GIVEN PASSAGE

Content starts

Not being a 'computer guy' myself, I must admit a lot of the above is Greek to me. But when I got my Alesis MasterLink CD-R recorder that has a built-in hard drive, I was curious to hear how the sound compared. This unit, for those who don't know it, is widely considered to be of professional mastering quality, and is of course a dedicated component designed just for audio. (Although it's capable of recording and playing back at higher than CD-resolution, I'm only discussing uncompressed 16/44 here.)
Well, using my external Theta DAC, the MasterLink does give superior sound playing from its hard drive, ripped at 4X speed, than it does playing the same CD live in real time. But, both options still can't compare to playing the same CD live on my Theta Pearl transport (not that this method sounds like there's no room for improvement to me, but it clearly delivers significantly more information to the DAC than the MasterLink can). I'm not talking about preference here -- on some disks, I actually preferred listening to the lower-fidelity rendition provided by the MasterLink, as it could occasionally be easier on the ears -- but rather things like spatial delineation and ambience, transient attack and decay, fine microdynamic and harmonic detail, stuff that represents true transparency which is simply being attenuated via the MasterLink used as a transport/server vs. the Pearl (which employs the Pioneer Stable Platter drive mechanism).

Content ends

RECORD SET
Content starts

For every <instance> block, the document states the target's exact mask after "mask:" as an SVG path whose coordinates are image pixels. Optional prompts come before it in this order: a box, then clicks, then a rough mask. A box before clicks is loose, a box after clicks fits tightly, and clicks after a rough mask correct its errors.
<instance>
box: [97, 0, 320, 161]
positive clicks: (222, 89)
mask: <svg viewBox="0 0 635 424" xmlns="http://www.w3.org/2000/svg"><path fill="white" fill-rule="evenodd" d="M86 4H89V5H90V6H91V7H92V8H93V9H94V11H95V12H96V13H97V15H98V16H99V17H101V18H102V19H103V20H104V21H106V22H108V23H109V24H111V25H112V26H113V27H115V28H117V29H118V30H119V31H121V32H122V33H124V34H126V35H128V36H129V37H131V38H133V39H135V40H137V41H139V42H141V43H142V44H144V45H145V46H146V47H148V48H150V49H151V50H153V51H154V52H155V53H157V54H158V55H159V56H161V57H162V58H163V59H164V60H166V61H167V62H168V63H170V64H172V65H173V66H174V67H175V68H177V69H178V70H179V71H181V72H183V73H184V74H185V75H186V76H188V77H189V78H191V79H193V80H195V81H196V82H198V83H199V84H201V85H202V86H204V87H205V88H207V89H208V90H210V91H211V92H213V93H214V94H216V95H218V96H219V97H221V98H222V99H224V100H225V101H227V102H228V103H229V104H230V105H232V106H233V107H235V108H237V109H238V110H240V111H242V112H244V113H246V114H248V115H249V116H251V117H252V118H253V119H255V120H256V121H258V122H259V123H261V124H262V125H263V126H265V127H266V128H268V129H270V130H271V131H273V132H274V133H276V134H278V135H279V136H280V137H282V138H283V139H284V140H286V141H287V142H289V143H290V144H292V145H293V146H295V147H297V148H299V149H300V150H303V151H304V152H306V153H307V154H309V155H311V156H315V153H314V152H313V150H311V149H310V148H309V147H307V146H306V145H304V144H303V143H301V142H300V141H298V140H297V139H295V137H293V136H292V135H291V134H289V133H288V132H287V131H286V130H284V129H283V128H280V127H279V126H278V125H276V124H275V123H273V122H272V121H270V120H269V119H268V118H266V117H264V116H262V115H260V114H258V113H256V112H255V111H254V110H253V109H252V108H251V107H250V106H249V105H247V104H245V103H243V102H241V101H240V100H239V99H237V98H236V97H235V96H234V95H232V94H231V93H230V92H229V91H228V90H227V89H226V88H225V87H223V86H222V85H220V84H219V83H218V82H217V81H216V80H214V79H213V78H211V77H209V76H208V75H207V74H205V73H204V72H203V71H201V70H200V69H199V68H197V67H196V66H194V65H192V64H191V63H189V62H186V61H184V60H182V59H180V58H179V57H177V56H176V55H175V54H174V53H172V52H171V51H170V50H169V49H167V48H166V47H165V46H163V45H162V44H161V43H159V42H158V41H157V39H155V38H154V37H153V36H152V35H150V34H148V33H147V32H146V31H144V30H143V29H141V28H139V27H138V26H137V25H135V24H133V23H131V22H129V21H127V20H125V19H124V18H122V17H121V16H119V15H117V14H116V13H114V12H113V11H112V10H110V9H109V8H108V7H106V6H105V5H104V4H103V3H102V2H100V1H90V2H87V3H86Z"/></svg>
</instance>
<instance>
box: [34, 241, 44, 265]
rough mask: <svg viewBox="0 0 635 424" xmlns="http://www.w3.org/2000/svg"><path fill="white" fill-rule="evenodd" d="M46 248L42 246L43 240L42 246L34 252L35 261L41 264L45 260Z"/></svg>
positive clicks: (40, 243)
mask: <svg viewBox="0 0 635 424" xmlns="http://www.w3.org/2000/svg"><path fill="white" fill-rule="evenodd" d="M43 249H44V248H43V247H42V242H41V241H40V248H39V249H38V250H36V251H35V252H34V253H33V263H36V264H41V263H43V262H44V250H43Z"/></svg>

Content ends

WHAT IS BEING ASKED
Resume the account of comparing the MasterLink and the Theta Pearl transport from the point where it stops.

EXPECTED ANSWER
These results would seem to indicate that merely using a hard drive to store and retrieve the bits is not a panacea all by itself as far as sonics go. (FWIW, all signals fed to the DAC were jitter-reduced through a Monarchy DIP 24/96, all digital separates were fed balanced, isolated, and voltage/waveform-corrected AC, identical powercords and digital IC's were used, and one digital source was turned off while the other one was in use -- yes, the sound is better that way.)